--- begin ---
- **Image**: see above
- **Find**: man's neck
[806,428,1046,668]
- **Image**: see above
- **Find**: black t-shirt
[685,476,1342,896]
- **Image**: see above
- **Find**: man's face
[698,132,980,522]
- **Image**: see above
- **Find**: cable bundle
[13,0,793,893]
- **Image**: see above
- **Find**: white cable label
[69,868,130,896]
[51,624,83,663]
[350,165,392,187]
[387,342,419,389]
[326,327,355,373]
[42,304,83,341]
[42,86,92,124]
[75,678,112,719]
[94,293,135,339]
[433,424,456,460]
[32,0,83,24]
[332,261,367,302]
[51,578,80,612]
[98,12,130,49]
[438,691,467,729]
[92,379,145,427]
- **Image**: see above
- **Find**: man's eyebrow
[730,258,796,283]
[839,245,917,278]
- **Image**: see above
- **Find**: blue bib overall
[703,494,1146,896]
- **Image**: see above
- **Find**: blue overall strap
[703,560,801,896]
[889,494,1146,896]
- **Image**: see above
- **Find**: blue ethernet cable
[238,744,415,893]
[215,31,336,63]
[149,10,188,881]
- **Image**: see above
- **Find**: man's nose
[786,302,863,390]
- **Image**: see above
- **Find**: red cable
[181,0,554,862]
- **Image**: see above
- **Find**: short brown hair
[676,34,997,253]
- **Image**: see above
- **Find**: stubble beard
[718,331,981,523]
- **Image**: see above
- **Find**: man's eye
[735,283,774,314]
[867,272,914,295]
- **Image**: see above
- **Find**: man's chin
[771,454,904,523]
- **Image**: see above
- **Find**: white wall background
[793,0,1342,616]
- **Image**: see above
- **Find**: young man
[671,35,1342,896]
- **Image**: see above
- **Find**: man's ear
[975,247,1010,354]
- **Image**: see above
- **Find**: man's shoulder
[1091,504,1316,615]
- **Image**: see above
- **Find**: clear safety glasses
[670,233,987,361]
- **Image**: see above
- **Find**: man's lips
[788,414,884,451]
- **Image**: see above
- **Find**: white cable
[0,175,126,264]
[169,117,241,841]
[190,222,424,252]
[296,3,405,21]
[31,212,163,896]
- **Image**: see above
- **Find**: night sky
--- end ---
_Job_.
Add 129 to each bounding box coordinate in the answers, and write out in full every line from the beginning of the list through the line that contains "[13,0,793,893]".

_Response to the task_.
- **Image**: see above
- **Find**: man's neck
[935,557,1175,797]
- **Image**: see above
- **Find**: black t-shirt
[814,605,1471,1025]
- **Image**: see above
- **Find**: man's face
[827,261,1109,651]
- **Image**: see above
- **Find**: cable bundle
[142,129,922,1022]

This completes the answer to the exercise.